(Data entries)
☆ ☆ ☆ ☆ ☆ ☆ ☆

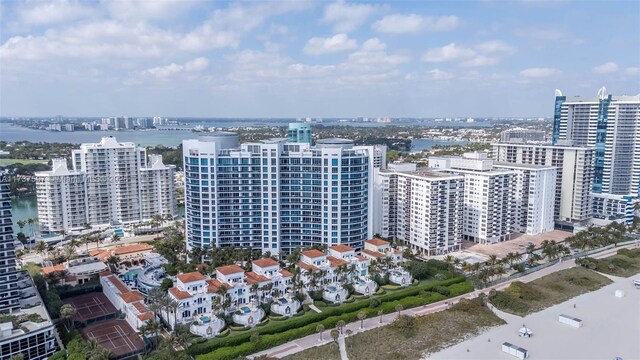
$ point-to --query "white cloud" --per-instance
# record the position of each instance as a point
(412, 23)
(606, 68)
(163, 72)
(495, 46)
(438, 74)
(347, 17)
(138, 10)
(539, 72)
(336, 43)
(372, 56)
(482, 54)
(450, 52)
(480, 60)
(41, 13)
(632, 70)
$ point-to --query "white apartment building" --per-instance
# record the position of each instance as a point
(157, 188)
(276, 195)
(611, 125)
(110, 184)
(35, 340)
(61, 197)
(574, 178)
(489, 196)
(534, 195)
(424, 209)
(197, 293)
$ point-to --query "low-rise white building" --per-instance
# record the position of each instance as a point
(130, 303)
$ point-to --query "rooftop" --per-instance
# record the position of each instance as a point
(313, 253)
(266, 262)
(377, 242)
(190, 277)
(341, 248)
(229, 269)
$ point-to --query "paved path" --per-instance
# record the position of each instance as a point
(343, 348)
(310, 341)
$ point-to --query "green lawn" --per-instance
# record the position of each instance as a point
(525, 298)
(625, 263)
(330, 351)
(275, 333)
(7, 162)
(429, 333)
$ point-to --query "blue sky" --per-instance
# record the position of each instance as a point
(312, 58)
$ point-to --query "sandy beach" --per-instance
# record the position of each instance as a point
(611, 328)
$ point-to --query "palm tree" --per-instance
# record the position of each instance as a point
(66, 313)
(115, 238)
(41, 248)
(361, 316)
(30, 221)
(399, 308)
(335, 334)
(320, 329)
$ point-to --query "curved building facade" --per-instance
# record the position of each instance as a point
(276, 195)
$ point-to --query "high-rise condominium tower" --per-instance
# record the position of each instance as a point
(611, 125)
(424, 209)
(34, 339)
(276, 195)
(109, 184)
(574, 178)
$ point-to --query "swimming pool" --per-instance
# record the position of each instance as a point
(132, 274)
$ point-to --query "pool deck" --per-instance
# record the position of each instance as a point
(611, 328)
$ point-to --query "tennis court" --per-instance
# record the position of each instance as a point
(117, 336)
(91, 306)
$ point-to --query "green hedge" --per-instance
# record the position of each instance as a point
(276, 333)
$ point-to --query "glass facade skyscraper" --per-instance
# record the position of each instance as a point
(300, 133)
(277, 195)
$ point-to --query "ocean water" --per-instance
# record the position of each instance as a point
(153, 137)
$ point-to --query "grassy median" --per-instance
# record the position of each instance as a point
(525, 298)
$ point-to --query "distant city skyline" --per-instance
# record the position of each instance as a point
(320, 59)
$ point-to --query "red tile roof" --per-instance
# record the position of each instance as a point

☆ ☆ ☆ ☆ ☆ ☆ ☆

> _Your objective_
Exact copy, no pictures: please print the data above once more.

> _Your response_
$ point-to --query "white cloud" --per-instance
# record the position of each instance as a point
(412, 23)
(606, 68)
(163, 72)
(495, 46)
(438, 74)
(347, 17)
(138, 10)
(539, 72)
(336, 43)
(372, 56)
(482, 54)
(450, 52)
(480, 60)
(41, 13)
(632, 70)
$ point-to --query "white apartment building" --per-instance
# record the position of each instance as a point
(157, 188)
(276, 195)
(611, 125)
(110, 184)
(35, 340)
(61, 197)
(574, 178)
(489, 196)
(534, 195)
(424, 209)
(197, 293)
$ point-to --query "low-rise white building" --per-instance
# record the position of each instance as a point
(130, 303)
$ point-to --query "rooftop" --per-instance
# record the position of each instance as a point
(313, 253)
(266, 262)
(377, 242)
(190, 277)
(341, 248)
(229, 269)
$ point-to --query "paved path" --per-instance
# record the position of each instance as a point
(343, 348)
(310, 341)
$ point-to --query "green lawn" --per-instance
# record the position of each instance as a point
(525, 298)
(625, 263)
(330, 351)
(275, 333)
(7, 162)
(429, 333)
$ point-to --query "blue sky" --per-instance
# record the position of each instance as a point
(312, 58)
$ point-to --query "sandy beach" --per-instance
# record the position of each instance as a point
(611, 328)
$ point-to --query "palm tree" --per-instance
# record the position of each instance as a point
(66, 313)
(115, 238)
(41, 248)
(361, 316)
(30, 221)
(399, 308)
(335, 334)
(320, 329)
$ point-to --query "curved building facade" --per-instance
# record the position of each instance as a point
(276, 195)
$ point-to --query "high-rise condominium tower" --per-instance
# record the position of each instance as a point
(611, 125)
(424, 209)
(34, 339)
(276, 195)
(109, 184)
(574, 178)
$ point-to --query "swimming pool" --per-instance
# record the position of each instance as a point
(132, 274)
$ point-to --query "pool deck" --per-instance
# record the position of each instance as a point
(611, 328)
$ point-to --query "tennis court" --per-instance
# record the position of each instance as a point
(117, 336)
(91, 306)
$ point-to --query "green hedge" --per-instance
# record the position of each instance as a point
(276, 333)
$ point-to --query "glass facade skyscraper" --per-instance
# record the position of each instance as a point
(300, 133)
(277, 195)
$ point-to --query "ocean water" --per-instance
# record the position of each instance as a point
(153, 137)
$ point-to --query "grassy median" --per-instance
# record the position of each instance as a point
(525, 298)
$ point-to --query "distant city skyline" --per-instance
# record the position of each instance as a point
(320, 59)
$ point-to --query "red tile roof" --per-instance
# record the position of each instance as a point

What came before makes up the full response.